→ **GOAL**
Filter the listing below, keeping only the lines that contain the string "taxi", and note that case counts.

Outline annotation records
..............................

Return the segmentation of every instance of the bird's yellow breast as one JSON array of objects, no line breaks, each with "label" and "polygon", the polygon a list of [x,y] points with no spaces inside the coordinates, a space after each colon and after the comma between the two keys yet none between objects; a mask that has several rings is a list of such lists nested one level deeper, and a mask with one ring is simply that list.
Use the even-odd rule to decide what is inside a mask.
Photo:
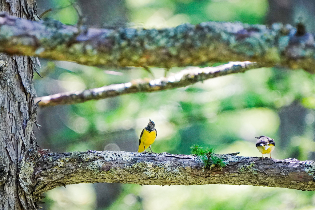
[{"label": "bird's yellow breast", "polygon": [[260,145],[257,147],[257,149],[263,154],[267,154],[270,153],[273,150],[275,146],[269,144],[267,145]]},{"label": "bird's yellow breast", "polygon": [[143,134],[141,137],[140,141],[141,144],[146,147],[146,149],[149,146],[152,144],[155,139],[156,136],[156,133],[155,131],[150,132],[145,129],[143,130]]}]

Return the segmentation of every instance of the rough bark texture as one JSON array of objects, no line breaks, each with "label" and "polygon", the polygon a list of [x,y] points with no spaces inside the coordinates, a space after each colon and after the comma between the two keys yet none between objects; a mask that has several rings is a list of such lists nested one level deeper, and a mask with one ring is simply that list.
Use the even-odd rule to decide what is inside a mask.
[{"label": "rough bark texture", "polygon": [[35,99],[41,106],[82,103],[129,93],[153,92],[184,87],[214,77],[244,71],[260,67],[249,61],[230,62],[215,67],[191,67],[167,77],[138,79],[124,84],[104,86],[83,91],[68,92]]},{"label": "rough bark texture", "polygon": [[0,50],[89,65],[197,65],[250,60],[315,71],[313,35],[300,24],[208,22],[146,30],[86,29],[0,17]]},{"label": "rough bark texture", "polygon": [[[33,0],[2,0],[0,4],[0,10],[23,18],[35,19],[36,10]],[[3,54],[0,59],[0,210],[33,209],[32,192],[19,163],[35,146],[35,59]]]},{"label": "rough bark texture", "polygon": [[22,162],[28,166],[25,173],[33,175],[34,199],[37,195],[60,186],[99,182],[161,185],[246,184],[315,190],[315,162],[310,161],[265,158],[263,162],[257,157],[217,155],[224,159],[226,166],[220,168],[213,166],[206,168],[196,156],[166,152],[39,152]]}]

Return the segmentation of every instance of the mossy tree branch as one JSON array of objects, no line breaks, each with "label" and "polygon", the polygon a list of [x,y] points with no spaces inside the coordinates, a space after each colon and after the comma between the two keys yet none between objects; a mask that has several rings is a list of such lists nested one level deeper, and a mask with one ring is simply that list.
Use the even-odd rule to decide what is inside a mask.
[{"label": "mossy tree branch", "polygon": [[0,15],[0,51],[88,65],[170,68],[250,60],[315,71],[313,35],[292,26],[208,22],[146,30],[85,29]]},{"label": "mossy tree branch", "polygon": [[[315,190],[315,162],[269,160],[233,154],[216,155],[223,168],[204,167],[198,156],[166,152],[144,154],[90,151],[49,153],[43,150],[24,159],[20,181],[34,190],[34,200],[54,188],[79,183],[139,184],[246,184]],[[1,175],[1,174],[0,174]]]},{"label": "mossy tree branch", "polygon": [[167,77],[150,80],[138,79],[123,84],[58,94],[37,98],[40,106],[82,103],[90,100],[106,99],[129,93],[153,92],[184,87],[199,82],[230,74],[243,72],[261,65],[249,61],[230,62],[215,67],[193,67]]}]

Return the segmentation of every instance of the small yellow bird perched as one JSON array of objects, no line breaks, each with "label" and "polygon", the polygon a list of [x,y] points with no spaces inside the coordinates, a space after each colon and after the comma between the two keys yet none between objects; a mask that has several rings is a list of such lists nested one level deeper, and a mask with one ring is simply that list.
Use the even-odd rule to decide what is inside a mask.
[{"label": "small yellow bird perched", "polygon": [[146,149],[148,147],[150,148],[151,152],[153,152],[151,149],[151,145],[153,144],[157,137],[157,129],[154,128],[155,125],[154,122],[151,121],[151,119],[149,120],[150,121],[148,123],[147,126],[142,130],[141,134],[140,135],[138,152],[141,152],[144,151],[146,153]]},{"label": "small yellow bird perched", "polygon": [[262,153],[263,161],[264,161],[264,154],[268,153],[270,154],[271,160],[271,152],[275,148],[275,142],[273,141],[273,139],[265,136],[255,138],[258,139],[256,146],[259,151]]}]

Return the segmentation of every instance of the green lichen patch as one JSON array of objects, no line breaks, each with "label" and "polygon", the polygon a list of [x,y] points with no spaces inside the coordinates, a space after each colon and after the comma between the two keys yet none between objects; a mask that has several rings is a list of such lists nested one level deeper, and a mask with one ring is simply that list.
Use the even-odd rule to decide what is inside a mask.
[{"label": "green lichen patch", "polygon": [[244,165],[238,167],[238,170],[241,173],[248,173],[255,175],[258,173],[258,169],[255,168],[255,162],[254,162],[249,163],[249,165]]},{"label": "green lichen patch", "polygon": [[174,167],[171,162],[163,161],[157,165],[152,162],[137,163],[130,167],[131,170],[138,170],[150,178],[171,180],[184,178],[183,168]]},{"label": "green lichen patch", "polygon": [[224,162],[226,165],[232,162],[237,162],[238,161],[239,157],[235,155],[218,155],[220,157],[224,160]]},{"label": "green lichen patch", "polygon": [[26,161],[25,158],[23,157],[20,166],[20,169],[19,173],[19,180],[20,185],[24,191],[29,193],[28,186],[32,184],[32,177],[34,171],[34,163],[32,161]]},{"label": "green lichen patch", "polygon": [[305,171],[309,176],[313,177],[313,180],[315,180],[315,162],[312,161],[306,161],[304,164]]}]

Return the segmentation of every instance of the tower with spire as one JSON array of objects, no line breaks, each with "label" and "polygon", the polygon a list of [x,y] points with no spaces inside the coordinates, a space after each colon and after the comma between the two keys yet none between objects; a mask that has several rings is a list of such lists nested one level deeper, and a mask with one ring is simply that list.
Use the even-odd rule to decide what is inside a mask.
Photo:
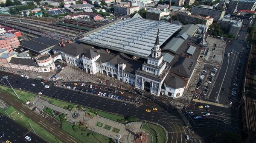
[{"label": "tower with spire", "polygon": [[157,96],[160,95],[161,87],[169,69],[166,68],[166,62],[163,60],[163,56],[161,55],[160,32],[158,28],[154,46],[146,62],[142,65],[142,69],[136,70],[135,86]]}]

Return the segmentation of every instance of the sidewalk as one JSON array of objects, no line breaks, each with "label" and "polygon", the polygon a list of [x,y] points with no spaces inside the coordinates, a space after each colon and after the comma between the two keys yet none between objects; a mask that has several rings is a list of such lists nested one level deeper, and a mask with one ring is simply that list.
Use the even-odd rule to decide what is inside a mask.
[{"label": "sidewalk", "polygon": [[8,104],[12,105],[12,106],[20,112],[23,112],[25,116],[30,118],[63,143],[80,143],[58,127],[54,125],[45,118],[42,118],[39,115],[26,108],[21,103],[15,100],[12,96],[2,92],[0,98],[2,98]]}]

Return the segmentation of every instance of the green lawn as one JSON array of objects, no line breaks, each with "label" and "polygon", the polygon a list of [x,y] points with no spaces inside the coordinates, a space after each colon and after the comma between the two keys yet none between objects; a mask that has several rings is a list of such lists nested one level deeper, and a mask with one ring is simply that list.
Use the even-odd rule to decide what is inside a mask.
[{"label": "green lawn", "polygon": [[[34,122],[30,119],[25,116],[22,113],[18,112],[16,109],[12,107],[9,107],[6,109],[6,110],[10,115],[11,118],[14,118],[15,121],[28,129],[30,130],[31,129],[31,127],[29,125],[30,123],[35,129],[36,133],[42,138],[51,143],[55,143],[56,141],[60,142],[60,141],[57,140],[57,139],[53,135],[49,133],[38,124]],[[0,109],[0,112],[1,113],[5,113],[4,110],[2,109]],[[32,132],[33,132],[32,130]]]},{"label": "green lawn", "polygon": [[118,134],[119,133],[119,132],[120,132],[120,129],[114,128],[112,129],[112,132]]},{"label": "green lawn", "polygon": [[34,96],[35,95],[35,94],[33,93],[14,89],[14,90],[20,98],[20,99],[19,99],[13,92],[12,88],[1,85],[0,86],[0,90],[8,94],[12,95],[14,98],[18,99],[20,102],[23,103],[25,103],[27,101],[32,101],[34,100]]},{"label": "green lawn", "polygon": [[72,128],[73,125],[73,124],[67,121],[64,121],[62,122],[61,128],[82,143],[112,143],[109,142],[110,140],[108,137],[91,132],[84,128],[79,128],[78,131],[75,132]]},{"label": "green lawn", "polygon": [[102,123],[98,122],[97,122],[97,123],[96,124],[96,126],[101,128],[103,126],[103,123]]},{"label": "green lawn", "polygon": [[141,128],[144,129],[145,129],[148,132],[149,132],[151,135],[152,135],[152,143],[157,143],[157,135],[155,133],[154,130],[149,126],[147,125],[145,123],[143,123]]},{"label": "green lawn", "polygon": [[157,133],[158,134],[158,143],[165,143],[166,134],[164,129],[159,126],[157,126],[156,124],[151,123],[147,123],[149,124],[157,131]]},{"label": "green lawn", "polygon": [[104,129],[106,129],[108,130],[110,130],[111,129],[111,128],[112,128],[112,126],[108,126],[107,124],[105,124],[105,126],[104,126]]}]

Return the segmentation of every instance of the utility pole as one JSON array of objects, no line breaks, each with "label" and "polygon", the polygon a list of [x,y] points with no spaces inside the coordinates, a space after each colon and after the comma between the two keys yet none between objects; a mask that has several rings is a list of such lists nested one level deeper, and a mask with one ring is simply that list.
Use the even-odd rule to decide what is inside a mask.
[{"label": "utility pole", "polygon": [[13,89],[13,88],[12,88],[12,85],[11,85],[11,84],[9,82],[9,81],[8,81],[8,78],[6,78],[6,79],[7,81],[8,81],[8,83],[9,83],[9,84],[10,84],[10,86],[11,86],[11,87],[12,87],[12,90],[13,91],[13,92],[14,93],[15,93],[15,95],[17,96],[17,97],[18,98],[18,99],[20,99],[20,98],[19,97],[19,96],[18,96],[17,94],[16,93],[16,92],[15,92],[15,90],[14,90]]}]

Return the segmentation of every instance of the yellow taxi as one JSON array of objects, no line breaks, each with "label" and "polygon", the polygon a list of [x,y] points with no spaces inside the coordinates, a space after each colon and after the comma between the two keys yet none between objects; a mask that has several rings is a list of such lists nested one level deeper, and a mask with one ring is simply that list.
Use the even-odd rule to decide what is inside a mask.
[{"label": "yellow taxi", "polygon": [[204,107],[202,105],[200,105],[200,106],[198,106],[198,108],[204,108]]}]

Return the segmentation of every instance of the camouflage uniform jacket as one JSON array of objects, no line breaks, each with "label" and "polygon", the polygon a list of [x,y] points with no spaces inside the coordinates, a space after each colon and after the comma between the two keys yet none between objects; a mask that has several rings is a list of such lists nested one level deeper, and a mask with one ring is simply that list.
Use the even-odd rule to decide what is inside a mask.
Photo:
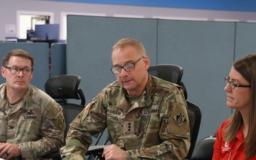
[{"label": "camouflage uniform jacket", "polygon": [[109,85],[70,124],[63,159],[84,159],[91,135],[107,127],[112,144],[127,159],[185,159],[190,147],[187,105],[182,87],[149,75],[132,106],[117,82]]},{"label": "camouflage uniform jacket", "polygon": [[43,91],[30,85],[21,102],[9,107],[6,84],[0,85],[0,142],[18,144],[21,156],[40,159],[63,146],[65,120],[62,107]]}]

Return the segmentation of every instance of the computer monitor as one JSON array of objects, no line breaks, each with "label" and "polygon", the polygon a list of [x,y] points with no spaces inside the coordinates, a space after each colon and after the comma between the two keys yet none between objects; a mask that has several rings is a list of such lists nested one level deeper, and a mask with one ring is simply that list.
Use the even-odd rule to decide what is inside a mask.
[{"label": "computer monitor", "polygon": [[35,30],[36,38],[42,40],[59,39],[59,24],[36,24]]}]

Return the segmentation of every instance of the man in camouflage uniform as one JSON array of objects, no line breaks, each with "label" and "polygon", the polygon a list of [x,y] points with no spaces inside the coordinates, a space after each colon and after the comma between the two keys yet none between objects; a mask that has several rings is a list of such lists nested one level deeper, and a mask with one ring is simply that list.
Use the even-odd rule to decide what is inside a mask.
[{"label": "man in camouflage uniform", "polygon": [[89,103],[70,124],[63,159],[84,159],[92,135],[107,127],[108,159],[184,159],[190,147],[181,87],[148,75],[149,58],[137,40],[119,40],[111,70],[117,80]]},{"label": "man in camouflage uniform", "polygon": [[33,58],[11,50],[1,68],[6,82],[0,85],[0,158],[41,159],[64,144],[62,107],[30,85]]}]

..............................

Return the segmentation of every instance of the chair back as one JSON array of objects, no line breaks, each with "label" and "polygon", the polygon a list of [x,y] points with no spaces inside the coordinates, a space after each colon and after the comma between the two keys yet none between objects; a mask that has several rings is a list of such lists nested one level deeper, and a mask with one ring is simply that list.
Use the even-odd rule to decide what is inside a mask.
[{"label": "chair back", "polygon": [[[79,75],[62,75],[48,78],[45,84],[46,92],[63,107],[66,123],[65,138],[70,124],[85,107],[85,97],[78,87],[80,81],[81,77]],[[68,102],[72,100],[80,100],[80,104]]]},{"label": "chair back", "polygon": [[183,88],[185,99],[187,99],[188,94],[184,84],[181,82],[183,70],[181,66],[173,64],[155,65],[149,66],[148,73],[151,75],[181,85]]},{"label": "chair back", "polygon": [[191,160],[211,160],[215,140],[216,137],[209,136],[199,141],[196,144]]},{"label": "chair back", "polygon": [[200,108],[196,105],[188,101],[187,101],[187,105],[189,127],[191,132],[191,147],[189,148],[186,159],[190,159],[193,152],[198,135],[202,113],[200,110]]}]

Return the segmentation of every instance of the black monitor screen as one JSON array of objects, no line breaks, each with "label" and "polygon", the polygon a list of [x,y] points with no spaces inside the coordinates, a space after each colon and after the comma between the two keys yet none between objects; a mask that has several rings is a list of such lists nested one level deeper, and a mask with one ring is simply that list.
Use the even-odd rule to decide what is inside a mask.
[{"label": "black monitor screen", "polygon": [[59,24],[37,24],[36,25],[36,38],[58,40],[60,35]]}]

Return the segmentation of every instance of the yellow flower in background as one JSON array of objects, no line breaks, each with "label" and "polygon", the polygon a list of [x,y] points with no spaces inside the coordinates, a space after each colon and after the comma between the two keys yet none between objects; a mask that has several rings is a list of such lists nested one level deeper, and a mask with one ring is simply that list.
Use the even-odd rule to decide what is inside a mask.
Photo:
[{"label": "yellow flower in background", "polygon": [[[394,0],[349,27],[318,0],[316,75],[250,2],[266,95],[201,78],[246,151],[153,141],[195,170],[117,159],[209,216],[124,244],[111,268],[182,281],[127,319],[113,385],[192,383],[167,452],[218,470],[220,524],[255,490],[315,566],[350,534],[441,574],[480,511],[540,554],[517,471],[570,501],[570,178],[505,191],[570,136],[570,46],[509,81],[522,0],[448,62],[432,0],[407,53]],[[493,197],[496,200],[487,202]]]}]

..............................

→ **EXERCISE SOLUTION**
Return the segmentation of every instance of the yellow taxi as one JSON array of objects, no line breaks, each with "label" and "polygon", the polygon a list of [x,y] points with no spaces inside the coordinates, a space after each colon and after the comma between the two keys yet none between objects; a mask that has several rings is a list of such lists nested one level deeper, and a mask with one ring is simply that list.
[{"label": "yellow taxi", "polygon": [[204,107],[202,105],[200,105],[200,106],[198,106],[198,108],[204,108]]}]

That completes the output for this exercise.